Please copy the data below word for word, beginning at the line with "Drop a point on every instance of the sky lantern" and continuing through the end of the data. Leave the picture out of your copy.
━━━ INFORMATION SHOWN
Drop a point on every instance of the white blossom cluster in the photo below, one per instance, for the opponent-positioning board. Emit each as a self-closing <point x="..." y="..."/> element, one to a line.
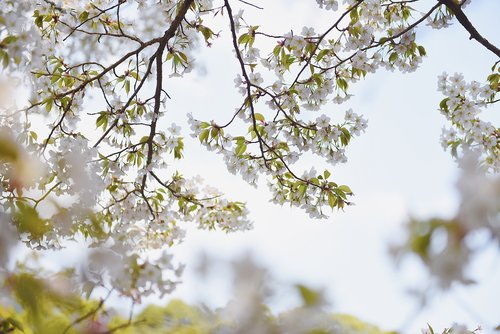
<point x="462" y="107"/>
<point x="444" y="244"/>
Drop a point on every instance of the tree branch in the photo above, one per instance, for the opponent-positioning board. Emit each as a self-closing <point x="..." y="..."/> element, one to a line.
<point x="464" y="21"/>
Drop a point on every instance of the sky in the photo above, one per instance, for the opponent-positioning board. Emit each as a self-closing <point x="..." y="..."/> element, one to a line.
<point x="397" y="169"/>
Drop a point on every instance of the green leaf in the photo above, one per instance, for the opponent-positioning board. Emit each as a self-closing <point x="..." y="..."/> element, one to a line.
<point x="345" y="189"/>
<point x="332" y="200"/>
<point x="309" y="297"/>
<point x="8" y="150"/>
<point x="203" y="136"/>
<point x="83" y="16"/>
<point x="259" y="117"/>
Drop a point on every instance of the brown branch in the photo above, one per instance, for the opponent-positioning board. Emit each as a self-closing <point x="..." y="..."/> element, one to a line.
<point x="464" y="21"/>
<point x="169" y="33"/>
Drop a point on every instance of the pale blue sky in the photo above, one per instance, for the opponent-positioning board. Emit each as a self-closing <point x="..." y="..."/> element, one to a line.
<point x="397" y="168"/>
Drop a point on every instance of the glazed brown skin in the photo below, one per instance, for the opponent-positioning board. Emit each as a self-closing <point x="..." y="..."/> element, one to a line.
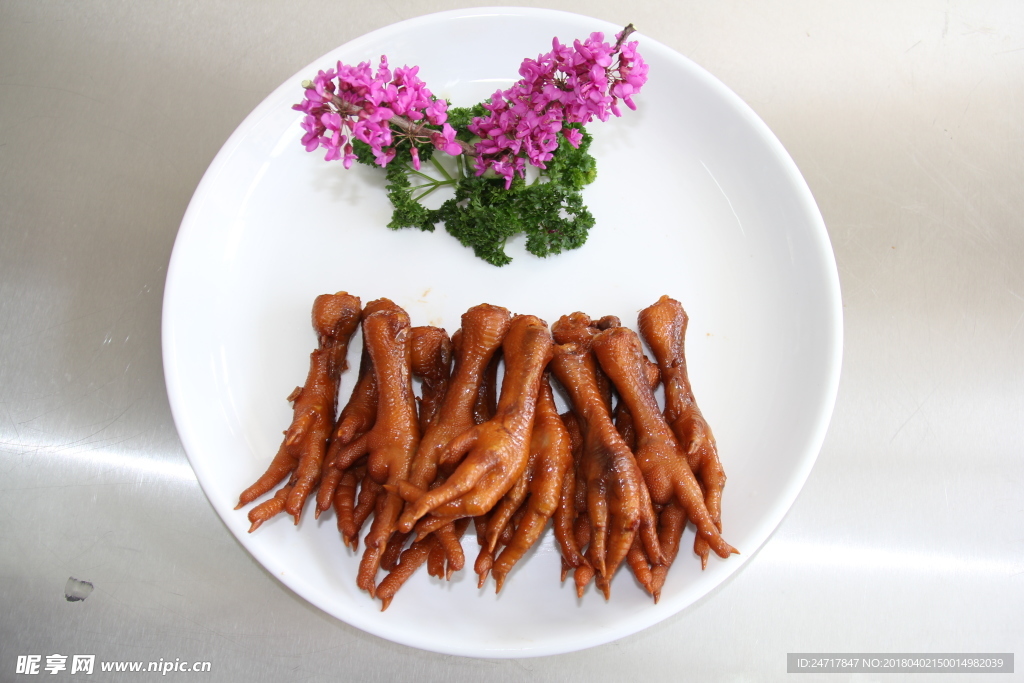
<point x="483" y="328"/>
<point x="431" y="358"/>
<point x="663" y="461"/>
<point x="616" y="499"/>
<point x="355" y="419"/>
<point x="335" y="317"/>
<point x="550" y="463"/>
<point x="664" y="328"/>
<point x="390" y="443"/>
<point x="565" y="516"/>
<point x="496" y="452"/>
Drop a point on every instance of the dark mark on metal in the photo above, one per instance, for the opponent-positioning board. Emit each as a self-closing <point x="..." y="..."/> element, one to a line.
<point x="76" y="591"/>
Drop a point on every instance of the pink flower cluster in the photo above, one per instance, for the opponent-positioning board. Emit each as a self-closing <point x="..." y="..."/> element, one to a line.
<point x="352" y="102"/>
<point x="567" y="85"/>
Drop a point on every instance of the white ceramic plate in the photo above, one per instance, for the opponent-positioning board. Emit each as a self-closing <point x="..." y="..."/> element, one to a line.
<point x="695" y="199"/>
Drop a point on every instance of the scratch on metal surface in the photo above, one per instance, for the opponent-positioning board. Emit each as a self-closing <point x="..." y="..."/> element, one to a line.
<point x="912" y="415"/>
<point x="77" y="591"/>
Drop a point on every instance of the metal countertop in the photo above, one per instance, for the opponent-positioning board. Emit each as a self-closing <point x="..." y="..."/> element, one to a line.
<point x="908" y="537"/>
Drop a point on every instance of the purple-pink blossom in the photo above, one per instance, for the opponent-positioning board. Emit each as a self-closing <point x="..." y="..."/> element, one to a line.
<point x="566" y="85"/>
<point x="354" y="103"/>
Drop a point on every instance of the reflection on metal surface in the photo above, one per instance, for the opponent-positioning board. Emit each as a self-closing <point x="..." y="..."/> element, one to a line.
<point x="812" y="555"/>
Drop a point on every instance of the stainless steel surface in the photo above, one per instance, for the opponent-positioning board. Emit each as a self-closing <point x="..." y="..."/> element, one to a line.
<point x="904" y="118"/>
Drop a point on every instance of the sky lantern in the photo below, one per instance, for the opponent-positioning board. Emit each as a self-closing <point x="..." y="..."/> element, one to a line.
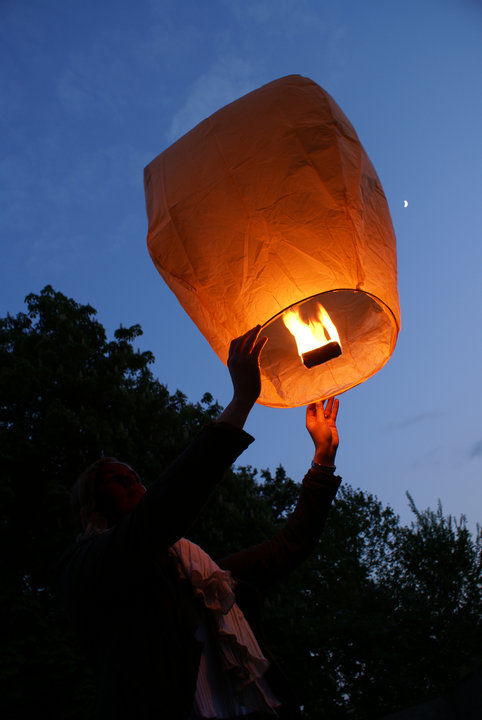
<point x="270" y="212"/>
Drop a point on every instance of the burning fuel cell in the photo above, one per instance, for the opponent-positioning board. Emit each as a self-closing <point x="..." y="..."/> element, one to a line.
<point x="317" y="339"/>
━━━━━━
TASK RESULT
Drop a point on every instance of the sky lantern in the photo below, one per instance, for the opponent-positioning board. Emit each as a self-closing <point x="..." y="..."/> element, one to a line.
<point x="270" y="212"/>
Drop a point on every instance of the burning fuel cell in the photo above, one per instance, for the opponent-positioning board. Emit each as a self-closing <point x="..." y="..."/> element, one to a line.
<point x="317" y="339"/>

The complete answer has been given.